- **Data to process**:
*** Block opens ***

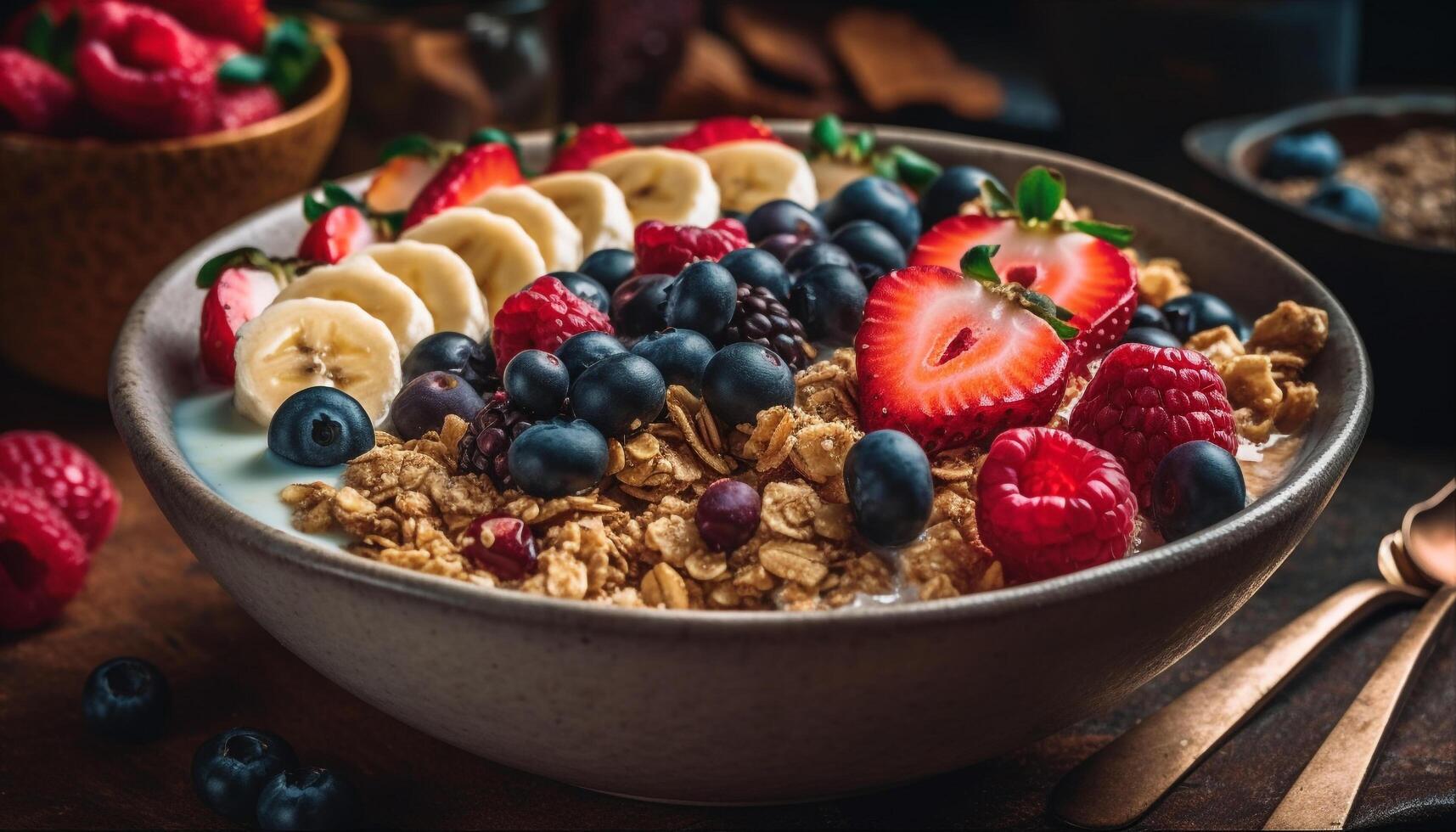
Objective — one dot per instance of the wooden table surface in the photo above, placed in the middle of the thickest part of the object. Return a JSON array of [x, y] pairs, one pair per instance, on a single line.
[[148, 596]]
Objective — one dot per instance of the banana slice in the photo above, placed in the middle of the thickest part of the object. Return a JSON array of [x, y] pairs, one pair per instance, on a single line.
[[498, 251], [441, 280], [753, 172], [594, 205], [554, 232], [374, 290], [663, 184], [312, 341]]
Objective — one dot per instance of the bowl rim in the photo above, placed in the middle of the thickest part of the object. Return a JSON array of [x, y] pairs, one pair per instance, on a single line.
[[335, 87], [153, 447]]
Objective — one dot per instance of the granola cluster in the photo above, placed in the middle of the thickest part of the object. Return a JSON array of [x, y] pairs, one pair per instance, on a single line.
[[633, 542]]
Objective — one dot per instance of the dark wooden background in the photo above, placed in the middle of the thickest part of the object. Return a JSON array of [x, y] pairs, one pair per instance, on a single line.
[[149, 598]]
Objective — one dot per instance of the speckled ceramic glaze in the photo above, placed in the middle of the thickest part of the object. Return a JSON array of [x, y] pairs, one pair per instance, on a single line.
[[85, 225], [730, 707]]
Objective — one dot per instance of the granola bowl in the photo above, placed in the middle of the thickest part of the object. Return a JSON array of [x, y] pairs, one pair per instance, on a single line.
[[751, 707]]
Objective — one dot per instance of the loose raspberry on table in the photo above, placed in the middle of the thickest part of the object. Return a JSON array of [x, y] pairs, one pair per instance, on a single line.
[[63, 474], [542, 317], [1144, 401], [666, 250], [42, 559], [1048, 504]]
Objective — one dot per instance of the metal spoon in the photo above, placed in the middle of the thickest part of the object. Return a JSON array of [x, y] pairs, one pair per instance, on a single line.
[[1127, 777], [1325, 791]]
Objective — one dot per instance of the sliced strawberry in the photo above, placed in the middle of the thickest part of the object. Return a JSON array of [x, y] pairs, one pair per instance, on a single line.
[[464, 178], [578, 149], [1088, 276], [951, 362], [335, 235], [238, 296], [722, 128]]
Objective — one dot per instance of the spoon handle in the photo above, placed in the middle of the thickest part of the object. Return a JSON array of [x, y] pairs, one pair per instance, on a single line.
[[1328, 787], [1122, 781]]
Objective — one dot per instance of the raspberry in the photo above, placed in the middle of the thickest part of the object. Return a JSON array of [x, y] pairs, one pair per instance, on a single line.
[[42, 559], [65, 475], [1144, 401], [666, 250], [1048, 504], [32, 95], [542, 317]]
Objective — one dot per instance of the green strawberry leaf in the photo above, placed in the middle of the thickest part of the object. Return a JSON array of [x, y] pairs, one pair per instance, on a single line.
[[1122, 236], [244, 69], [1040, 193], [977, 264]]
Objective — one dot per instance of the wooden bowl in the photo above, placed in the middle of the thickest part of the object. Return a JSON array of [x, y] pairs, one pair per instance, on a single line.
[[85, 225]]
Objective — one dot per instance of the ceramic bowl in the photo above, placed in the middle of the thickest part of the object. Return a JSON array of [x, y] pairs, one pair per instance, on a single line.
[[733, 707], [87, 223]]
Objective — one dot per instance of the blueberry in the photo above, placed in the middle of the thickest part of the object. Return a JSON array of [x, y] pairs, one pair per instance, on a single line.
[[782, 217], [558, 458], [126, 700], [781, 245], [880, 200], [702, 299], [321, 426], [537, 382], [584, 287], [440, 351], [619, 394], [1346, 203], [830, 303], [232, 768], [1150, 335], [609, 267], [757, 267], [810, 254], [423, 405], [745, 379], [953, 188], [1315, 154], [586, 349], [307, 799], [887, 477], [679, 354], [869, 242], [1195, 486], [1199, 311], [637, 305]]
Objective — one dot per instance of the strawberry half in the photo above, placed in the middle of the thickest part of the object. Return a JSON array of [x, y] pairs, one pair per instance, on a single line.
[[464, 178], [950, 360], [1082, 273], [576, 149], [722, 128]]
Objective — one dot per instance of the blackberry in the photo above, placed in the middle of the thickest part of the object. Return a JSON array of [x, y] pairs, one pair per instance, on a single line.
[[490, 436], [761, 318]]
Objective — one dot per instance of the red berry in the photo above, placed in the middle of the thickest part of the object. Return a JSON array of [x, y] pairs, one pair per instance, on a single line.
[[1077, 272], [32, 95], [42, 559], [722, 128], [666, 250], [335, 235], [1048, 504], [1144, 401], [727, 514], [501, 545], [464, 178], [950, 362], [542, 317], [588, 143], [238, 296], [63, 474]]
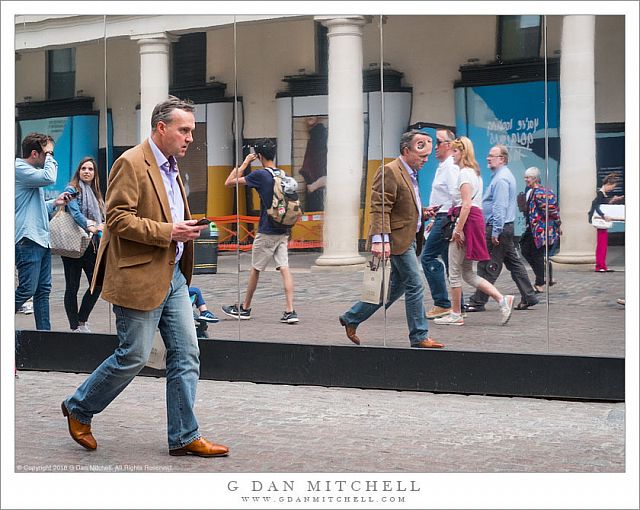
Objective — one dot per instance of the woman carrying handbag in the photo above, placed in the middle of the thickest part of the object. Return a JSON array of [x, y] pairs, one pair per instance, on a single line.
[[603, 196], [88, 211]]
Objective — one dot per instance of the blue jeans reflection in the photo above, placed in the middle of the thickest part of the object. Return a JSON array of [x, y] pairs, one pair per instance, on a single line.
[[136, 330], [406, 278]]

*** Block closes ***

- **Work task**:
What you copy should begin at the line with "Objective — one dot per instance of the blue jeans" and end at the final line of the listing, each line exactly as it is.

- **Answer area**:
Objective — one dot per instance of the blue jeans reflection in the photo above, placed in the middle of the thickest part of the object. Return a JSON array of [x, y] pairs, one pair per instance, on a single line.
[[136, 330], [406, 278]]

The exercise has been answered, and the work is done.